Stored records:
☆ ☆ ☆ ☆
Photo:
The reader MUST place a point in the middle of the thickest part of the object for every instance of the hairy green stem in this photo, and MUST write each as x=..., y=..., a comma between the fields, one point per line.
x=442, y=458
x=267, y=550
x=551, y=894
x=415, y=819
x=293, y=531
☆ ☆ ☆ ☆
**TASK DIRECTIONS:**
Could you rewrite every line of the records above, requests included, with each x and y coordinate in the answers multiplied by 0.25 and rounded to a whole number, halves rounding up?

**RESULT OF THIS EXERCISE:**
Photo:
The reader MUST place a point in the middle of the thickest part of the object for every instance of the hairy green stem in this photo, and MUST write each as x=..., y=..., a comma between the fields, one point per line.
x=111, y=115
x=67, y=138
x=138, y=224
x=104, y=205
x=73, y=133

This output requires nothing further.